Task directions
Write out the records again exactly and exclude the pictures.

━━ Source material

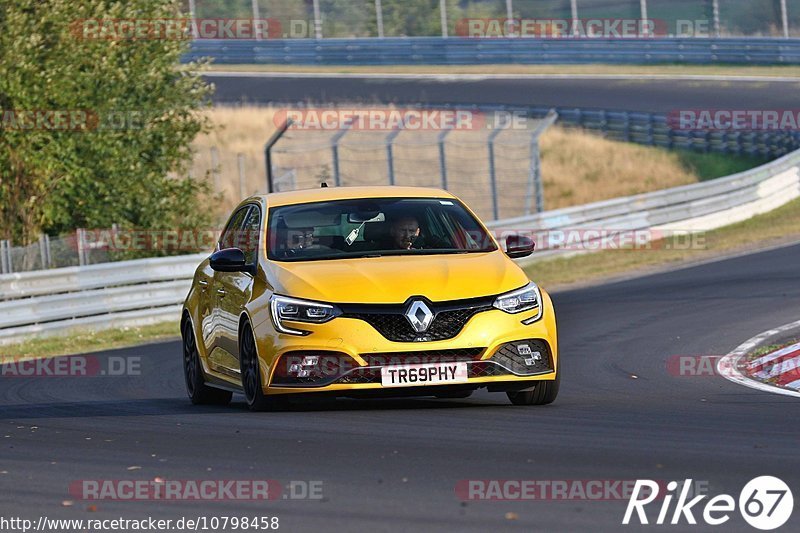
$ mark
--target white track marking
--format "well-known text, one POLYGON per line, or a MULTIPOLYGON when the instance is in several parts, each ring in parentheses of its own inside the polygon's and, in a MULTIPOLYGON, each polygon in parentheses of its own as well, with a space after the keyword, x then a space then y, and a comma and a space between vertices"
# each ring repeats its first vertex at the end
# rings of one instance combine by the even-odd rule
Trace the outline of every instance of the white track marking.
POLYGON ((766 383, 755 381, 745 376, 737 369, 741 359, 750 351, 763 344, 764 341, 794 329, 800 329, 800 320, 785 324, 775 329, 770 329, 763 333, 759 333, 755 337, 740 344, 735 350, 725 357, 721 358, 717 362, 717 372, 719 372, 719 374, 725 379, 734 383, 738 383, 739 385, 744 385, 745 387, 758 389, 762 392, 771 392, 773 394, 783 394, 784 396, 794 396, 795 398, 800 398, 800 392, 798 391, 787 390, 782 387, 776 387, 774 385, 767 385, 766 383))

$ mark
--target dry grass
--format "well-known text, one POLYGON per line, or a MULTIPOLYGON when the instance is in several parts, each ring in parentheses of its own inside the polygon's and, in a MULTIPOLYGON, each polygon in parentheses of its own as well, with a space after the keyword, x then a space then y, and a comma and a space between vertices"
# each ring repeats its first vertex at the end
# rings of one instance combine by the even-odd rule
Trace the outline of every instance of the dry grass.
MULTIPOLYGON (((208 174, 211 147, 219 153, 216 189, 222 193, 219 215, 241 199, 266 190, 264 143, 276 130, 276 112, 265 107, 217 107, 210 111, 214 130, 195 142, 193 175, 208 174), (237 154, 243 154, 245 182, 239 186, 237 154)), ((343 185, 386 184, 389 172, 387 132, 349 132, 339 149, 343 185)), ((286 175, 292 169, 294 187, 314 187, 332 181, 332 132, 291 131, 276 147, 273 163, 286 175)), ((395 183, 440 186, 438 132, 403 131, 393 152, 395 183)), ((486 131, 454 131, 447 137, 448 188, 482 217, 491 218, 491 186, 486 131)), ((529 188, 530 142, 524 131, 504 131, 496 140, 495 160, 500 218, 525 214, 529 188)), ((694 183, 700 175, 684 154, 610 141, 596 134, 553 127, 543 136, 542 173, 545 207, 555 209, 607 198, 694 183)), ((709 156, 715 157, 715 156, 709 156)), ((720 157, 720 156, 716 156, 720 157)), ((705 176, 707 177, 707 176, 705 176)), ((284 183, 283 186, 289 185, 284 183)))

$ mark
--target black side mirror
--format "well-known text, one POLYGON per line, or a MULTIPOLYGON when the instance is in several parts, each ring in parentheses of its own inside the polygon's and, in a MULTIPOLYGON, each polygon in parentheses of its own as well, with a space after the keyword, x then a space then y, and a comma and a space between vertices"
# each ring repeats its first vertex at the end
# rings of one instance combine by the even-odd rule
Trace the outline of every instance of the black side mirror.
POLYGON ((506 237, 506 255, 511 259, 528 257, 536 248, 536 243, 527 235, 509 235, 506 237))
POLYGON ((253 273, 253 268, 248 266, 244 252, 239 248, 225 248, 211 254, 209 265, 217 272, 249 272, 253 273))

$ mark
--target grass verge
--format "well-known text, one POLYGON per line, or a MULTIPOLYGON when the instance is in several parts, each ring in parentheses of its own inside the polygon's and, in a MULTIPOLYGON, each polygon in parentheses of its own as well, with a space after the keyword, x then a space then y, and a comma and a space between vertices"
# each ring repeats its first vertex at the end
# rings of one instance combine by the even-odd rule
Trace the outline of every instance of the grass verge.
POLYGON ((696 237, 696 246, 689 249, 685 249, 686 238, 679 237, 654 244, 653 249, 605 250, 546 259, 527 266, 525 271, 544 287, 563 288, 800 240, 800 200, 696 237))
POLYGON ((321 74, 535 74, 800 77, 800 67, 745 65, 212 65, 219 72, 310 72, 321 74))
POLYGON ((0 347, 0 360, 11 357, 15 361, 83 354, 115 348, 136 346, 148 342, 173 340, 180 337, 178 323, 167 322, 138 328, 112 328, 99 331, 81 330, 66 336, 34 338, 18 344, 0 347))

━━━━

Your solution
$ mark
--target white track marking
--format "well-known text, one POLYGON per line, or a MULTIPOLYGON when the instance is in several parts, each ring in parentheses of its own inside the polygon's and, in a MULTIPOLYGON, each polygon in parentheses of its own as well, with a space after the keyword, x then a space then y, and a comma and a space between vertices"
# each ring repeats its first vertex at the end
# rings of one instance combine by the even-odd rule
Trace the outline of every instance of the white track marking.
POLYGON ((766 383, 755 381, 745 376, 737 369, 741 359, 750 351, 763 344, 764 341, 794 329, 800 329, 800 320, 785 324, 775 329, 770 329, 763 333, 759 333, 755 337, 740 344, 735 350, 725 357, 721 358, 717 362, 717 372, 719 372, 719 374, 725 379, 734 383, 738 383, 739 385, 744 385, 745 387, 758 389, 762 392, 771 392, 773 394, 783 394, 784 396, 794 396, 795 398, 800 398, 800 392, 798 391, 787 390, 782 387, 776 387, 774 385, 767 385, 766 383))

$ mark
--target dry grass
--format "well-known text, one POLYGON per line, or a MULTIPOLYGON when the instance is in several parts, each ring in parentheses of its own inside the polygon's and, in a MULTIPOLYGON, each polygon in parentheses of its own as well, with a space after the keyword, x then a space then y, and a comma and a space between vertices"
# each ring repeats its first vertex at the end
# rings of one instance combine by the even-odd rule
Trace the outline of every instance of the dry grass.
MULTIPOLYGON (((208 174, 211 147, 219 153, 216 189, 222 193, 219 215, 241 199, 266 190, 264 143, 276 130, 276 112, 265 107, 217 107, 210 111, 214 130, 195 142, 193 175, 208 174), (237 154, 243 154, 245 182, 239 186, 237 154)), ((343 185, 386 184, 389 172, 387 132, 349 132, 339 149, 343 185)), ((286 175, 292 169, 294 187, 314 187, 332 181, 332 132, 291 131, 276 147, 273 163, 286 175)), ((395 183, 440 186, 438 132, 403 131, 393 152, 395 183)), ((486 131, 454 131, 447 137, 448 188, 482 217, 491 218, 491 186, 486 131)), ((529 188, 530 142, 524 131, 504 131, 496 140, 495 160, 500 218, 525 214, 529 188)), ((694 183, 700 175, 684 154, 610 141, 596 134, 553 127, 543 136, 542 173, 545 207, 555 209, 607 198, 694 183)), ((709 156, 715 157, 715 156, 709 156)), ((720 157, 720 156, 716 156, 720 157)), ((705 176, 707 177, 707 176, 705 176)), ((284 183, 283 186, 289 185, 284 183)))

$ mark
--target black side mirror
--format "well-known text, one POLYGON per line, or a MULTIPOLYGON when the instance is in several parts, each ring in parentheses of its own inside the polygon's and, in a MULTIPOLYGON, each polygon in parentheses of its own as well, with a space after the keyword, x then a space then y, and a comma and a space between vertices"
# each ring repeats its first vertex at the end
# rings of one instance combine by the even-odd rule
Trace the outline of every instance of the black side mirror.
POLYGON ((506 237, 506 255, 511 259, 528 257, 536 248, 536 243, 527 235, 509 235, 506 237))
POLYGON ((253 273, 253 268, 248 266, 244 252, 239 248, 225 248, 211 254, 209 265, 217 272, 249 272, 253 273))

$ mark
--target grass verge
--format "well-known text, one POLYGON per line, or a MULTIPOLYGON when the instance is in several parts, each ring in parentheses of its own inside the polygon's and, in a MULTIPOLYGON, each polygon in parentheses of its own as well, with a space after the keyword, x then a space then y, and a comma and a space between vertices"
# each ring repeats its first vertex at the end
# rings of one instance combine by the even-odd rule
Trace the outline of every instance of the grass verge.
POLYGON ((696 237, 696 246, 689 249, 685 249, 686 238, 679 237, 654 244, 653 249, 605 250, 546 259, 527 266, 525 271, 544 287, 563 288, 800 240, 800 200, 696 237))
POLYGON ((321 74, 535 74, 800 77, 800 67, 745 65, 212 65, 219 72, 310 72, 321 74))
POLYGON ((0 347, 0 360, 11 357, 15 361, 83 354, 115 348, 136 346, 148 342, 173 340, 180 337, 178 323, 167 322, 138 328, 112 328, 99 331, 81 330, 66 336, 34 338, 18 344, 0 347))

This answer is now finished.